* _Records provided_
-----
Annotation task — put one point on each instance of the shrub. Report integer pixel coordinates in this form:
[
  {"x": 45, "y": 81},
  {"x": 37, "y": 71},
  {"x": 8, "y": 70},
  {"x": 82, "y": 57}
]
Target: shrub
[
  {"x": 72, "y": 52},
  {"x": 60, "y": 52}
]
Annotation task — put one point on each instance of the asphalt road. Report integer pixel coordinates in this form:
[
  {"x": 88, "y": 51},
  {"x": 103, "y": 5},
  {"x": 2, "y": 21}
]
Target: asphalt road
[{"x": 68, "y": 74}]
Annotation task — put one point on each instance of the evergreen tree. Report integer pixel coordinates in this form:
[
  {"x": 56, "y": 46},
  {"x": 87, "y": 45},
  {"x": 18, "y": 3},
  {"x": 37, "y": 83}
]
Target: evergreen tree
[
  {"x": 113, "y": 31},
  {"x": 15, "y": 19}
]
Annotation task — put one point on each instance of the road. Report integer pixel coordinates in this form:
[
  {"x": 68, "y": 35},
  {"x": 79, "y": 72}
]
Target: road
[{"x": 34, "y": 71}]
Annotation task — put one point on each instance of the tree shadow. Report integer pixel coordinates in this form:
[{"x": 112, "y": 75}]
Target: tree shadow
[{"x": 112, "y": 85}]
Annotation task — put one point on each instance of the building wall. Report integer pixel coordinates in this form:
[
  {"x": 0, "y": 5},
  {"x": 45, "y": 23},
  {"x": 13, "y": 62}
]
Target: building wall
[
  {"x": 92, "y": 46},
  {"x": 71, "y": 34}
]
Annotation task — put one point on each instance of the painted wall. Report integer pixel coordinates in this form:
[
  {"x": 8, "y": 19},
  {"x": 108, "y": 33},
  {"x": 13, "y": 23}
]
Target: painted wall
-----
* _What is needed_
Reproduce every line from the listing above that holds the word "painted".

* _Solution below_
Annotation task — put one point on each instance of the painted wall. Report integer pixel coordinates in this form:
Target: painted wall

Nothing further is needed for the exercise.